Tree Trimmer

Lop off unsafe or diseased tree branches and keep shrubs healthy.

What does a Tree Trimmer do?

Tree Trimmers maintain trees in parks and in residential and corporate areas. To be a Tree Trimmer, you should have a love of the outdoors, as well as a wealth of knowledge regarding trees and shrubs, their growth patterns, their characteristics, and the differences between species. You’re also expected to be thoroughly skilled with the tools of the trade, like trimming tools, saws, ladders, and other equipment. Additionally, as a Tree Trimmer, you should have a good comprehension of safety practices, including the use of proper gear, gloves, goggles, and all the dangerous tools you’ll be handling.

At the start of a typical workday, your employer assigns a particular area for you to work on. You go to that location, usually driving a company vehicle (though some employers may require that you provide your own transportation, in which case a clean driving record may be necessary). Then you begin your assignment. If you work in a park, you are responsible for trimming back trees, and removing stumps, fallen limbs, and foliage from grounds and trails.

◆ ◆ ◆ ◆

WHAT THIS TASK INVOLVES:
Continue the tree trimmer job description from the point where it stops.

Natural-language object grounding data

◆ ◆ ◆ ◆

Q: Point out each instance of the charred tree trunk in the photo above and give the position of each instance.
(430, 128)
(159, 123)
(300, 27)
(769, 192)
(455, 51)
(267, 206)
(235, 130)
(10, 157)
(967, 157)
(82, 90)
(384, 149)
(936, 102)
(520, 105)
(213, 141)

◆ ◆ ◆ ◆

EXPECTED ANSWER:
Sometimes, you do your work with the goal of keeping the area safe. In residential areas, for example, it may be necessary to trim back trees to keep them from touching power lines and causing a power outage. Trees are also not supposed to hang too low over streets, so you may have to trim back branches that pose a threat to motorists and pedestrians.

In a corporate setting, the trimming you do may be of a more aesthetic nature, purely to give the trees and grounds a look of uniformity. If you see dead branches or diseased trees, you’re also responsible for trimming those pieces back, or clearing the tree out entirely.